To do: Convert the stretch from the line containing "For the wildlife monitoring study, find the dense" through the line containing "xmin=0 ymin=108 xmax=400 ymax=389" into a two-column CSV with headers text and box, one row per line with its answer beneath it. Put each value in a single quoted field, with any line breaks replaced by spaces.

Data provided:

------------------------------------------------------------

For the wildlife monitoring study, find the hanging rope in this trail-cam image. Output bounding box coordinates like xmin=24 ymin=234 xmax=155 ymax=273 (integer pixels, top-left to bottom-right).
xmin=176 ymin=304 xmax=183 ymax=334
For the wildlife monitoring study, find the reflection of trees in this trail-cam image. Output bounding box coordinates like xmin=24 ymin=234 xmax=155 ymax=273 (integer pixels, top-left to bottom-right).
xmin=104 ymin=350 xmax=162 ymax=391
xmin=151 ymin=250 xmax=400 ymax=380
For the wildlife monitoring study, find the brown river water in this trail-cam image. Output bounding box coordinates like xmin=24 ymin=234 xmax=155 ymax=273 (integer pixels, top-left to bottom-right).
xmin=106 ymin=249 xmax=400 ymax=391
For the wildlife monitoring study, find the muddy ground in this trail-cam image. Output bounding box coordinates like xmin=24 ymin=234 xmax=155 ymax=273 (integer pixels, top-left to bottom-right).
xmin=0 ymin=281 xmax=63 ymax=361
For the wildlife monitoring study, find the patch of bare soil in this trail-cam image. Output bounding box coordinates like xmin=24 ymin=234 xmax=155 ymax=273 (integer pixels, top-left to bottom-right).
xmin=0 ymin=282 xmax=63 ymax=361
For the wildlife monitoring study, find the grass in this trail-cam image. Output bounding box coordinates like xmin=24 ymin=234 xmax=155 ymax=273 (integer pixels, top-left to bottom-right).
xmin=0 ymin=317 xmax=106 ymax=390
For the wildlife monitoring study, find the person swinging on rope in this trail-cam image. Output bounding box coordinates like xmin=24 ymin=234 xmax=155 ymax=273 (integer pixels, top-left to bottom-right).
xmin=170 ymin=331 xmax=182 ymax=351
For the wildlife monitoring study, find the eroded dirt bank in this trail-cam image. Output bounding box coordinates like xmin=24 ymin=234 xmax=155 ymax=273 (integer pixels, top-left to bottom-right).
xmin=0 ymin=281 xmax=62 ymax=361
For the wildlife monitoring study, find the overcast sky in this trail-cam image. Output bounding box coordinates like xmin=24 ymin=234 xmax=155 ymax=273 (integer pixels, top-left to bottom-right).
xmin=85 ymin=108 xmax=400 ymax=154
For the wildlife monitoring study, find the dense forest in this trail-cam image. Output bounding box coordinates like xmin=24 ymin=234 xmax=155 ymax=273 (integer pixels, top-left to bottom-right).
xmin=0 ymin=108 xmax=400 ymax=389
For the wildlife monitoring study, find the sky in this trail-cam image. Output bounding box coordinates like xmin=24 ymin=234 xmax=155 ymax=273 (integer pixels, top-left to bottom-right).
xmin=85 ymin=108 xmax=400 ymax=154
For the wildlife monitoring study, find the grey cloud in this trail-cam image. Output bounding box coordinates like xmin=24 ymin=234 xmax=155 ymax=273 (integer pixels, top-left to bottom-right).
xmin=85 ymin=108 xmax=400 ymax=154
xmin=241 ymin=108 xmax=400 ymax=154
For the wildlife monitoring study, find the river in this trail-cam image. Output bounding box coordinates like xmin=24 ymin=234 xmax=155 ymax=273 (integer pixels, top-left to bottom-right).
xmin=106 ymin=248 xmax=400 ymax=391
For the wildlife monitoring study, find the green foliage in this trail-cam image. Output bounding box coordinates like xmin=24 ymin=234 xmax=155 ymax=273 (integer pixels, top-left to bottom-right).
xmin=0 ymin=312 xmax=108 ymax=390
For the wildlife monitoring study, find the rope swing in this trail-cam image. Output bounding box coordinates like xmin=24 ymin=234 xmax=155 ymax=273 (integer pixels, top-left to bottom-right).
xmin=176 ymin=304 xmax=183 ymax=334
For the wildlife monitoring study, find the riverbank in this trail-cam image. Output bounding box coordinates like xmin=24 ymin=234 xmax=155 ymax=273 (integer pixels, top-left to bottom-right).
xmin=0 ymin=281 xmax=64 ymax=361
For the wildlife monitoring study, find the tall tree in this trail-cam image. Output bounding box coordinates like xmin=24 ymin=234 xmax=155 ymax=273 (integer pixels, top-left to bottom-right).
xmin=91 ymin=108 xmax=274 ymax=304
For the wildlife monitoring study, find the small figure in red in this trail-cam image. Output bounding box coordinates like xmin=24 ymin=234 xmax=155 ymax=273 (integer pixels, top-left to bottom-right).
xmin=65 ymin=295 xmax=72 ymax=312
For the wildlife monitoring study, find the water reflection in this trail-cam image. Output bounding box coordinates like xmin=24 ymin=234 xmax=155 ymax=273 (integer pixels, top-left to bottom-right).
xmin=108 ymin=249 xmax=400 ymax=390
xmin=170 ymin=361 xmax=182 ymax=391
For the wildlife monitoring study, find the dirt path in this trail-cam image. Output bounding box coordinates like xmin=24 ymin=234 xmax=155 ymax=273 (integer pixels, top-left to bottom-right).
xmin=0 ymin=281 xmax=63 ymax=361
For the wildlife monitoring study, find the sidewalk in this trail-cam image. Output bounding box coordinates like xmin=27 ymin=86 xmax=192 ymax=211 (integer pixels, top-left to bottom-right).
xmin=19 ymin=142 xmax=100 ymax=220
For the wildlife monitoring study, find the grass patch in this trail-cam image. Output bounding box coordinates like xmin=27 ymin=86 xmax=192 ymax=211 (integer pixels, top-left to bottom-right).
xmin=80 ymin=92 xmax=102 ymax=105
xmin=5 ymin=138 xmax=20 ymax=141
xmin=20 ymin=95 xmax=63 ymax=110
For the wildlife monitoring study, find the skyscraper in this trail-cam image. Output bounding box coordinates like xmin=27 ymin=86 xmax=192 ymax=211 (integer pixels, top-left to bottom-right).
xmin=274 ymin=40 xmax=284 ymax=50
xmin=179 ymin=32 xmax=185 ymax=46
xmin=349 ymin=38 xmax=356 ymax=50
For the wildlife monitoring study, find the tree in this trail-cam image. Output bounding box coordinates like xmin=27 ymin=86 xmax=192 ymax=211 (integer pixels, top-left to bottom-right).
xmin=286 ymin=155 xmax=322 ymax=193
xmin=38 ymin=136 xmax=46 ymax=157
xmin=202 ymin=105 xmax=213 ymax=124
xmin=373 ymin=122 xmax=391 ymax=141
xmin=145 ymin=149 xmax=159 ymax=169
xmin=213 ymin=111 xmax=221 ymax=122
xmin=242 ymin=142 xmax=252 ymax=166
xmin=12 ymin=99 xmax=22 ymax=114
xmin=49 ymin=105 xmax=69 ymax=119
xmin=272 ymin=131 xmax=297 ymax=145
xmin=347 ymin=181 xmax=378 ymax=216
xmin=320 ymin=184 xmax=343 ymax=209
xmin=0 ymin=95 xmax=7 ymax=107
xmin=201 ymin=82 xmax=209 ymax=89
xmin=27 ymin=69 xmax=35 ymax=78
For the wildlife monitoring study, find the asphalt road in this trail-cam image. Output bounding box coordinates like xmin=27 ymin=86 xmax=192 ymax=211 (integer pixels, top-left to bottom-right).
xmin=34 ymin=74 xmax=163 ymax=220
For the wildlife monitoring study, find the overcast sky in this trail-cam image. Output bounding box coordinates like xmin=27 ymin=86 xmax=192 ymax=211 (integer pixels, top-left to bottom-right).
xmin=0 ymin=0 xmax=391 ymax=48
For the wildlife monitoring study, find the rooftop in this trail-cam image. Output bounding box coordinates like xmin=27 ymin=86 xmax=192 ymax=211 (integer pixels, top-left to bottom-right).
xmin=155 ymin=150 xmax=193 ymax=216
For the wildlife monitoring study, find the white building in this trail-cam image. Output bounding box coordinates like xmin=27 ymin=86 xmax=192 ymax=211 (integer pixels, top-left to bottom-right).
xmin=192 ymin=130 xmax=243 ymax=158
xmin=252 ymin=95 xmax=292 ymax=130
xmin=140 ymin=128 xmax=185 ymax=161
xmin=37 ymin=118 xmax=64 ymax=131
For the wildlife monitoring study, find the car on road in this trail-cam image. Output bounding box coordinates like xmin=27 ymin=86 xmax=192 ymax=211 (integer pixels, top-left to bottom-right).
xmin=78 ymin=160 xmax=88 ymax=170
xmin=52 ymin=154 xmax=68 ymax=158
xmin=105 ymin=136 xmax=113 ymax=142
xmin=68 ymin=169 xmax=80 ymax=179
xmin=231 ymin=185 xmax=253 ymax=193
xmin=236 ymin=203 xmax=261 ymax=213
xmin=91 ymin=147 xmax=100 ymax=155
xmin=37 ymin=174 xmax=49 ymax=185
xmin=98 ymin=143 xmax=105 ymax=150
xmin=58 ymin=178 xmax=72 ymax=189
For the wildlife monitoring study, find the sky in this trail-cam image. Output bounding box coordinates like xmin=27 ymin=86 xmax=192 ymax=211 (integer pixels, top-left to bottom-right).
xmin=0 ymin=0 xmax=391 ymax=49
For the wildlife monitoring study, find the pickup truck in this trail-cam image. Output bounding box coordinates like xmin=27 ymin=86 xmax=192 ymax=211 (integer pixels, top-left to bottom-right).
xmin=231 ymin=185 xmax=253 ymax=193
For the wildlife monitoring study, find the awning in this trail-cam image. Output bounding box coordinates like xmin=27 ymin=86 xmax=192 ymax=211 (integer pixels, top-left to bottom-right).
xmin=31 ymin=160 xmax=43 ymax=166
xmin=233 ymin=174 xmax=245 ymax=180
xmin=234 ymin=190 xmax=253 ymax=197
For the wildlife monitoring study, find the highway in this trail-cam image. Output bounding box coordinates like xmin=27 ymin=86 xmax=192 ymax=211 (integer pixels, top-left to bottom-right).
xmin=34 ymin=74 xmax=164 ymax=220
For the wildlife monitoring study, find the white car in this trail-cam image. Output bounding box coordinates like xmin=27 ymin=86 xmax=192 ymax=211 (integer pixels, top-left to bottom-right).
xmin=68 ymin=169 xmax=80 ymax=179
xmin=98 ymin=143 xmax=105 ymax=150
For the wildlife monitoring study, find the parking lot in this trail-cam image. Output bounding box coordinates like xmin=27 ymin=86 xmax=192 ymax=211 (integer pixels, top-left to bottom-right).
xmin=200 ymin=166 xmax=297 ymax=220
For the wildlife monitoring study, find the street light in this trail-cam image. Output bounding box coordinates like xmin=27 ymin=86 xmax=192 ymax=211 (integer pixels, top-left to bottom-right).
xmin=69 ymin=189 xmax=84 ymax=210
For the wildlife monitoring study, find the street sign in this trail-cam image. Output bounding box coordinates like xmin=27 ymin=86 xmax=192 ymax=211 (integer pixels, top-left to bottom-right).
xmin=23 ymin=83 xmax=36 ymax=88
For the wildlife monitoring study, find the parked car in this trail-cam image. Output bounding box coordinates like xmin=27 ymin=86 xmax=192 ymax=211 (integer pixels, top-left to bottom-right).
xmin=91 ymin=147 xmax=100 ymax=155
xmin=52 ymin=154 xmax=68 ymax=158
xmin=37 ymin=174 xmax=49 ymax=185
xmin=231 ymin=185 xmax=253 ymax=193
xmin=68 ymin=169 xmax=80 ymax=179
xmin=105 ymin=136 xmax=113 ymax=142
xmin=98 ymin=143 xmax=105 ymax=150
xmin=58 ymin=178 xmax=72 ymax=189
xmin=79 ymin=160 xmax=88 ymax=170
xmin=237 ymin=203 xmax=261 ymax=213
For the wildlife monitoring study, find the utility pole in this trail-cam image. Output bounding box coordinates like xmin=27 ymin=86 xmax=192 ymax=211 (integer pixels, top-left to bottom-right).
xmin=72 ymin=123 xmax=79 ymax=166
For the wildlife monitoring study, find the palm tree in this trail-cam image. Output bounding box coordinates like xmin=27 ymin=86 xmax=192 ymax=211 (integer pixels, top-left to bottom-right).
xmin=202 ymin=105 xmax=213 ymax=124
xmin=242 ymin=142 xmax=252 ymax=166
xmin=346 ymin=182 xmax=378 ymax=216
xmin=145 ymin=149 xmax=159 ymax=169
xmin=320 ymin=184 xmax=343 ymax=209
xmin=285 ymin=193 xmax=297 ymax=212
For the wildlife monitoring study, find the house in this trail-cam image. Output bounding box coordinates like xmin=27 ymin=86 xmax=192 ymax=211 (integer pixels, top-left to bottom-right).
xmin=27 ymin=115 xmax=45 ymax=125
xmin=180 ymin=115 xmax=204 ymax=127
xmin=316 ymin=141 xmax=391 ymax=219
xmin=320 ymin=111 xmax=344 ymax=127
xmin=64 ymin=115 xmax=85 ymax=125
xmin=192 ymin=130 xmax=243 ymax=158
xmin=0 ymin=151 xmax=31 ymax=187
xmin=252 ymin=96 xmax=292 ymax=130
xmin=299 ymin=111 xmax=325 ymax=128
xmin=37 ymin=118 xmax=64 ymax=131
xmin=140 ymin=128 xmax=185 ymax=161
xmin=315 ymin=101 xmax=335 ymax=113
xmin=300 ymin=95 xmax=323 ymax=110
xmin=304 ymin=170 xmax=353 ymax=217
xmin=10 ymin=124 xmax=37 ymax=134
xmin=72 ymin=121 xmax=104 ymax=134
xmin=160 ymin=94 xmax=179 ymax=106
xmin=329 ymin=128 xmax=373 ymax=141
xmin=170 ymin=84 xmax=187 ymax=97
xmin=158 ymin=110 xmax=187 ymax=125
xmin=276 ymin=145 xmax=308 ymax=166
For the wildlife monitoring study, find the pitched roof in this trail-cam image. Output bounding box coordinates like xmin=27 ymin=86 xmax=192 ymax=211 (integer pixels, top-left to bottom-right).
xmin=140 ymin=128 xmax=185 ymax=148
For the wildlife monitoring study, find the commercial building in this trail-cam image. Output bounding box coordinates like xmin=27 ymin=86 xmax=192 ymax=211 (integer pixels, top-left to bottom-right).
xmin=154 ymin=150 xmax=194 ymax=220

------------------------------------------------------------

Written response:
text,box
"For the wildlife monitoring study, find the dense forest in this trail-cam image. Output bounding box coordinates like xmin=24 ymin=234 xmax=155 ymax=273 (integer pixels, top-left to bottom-right).","xmin=0 ymin=108 xmax=400 ymax=389"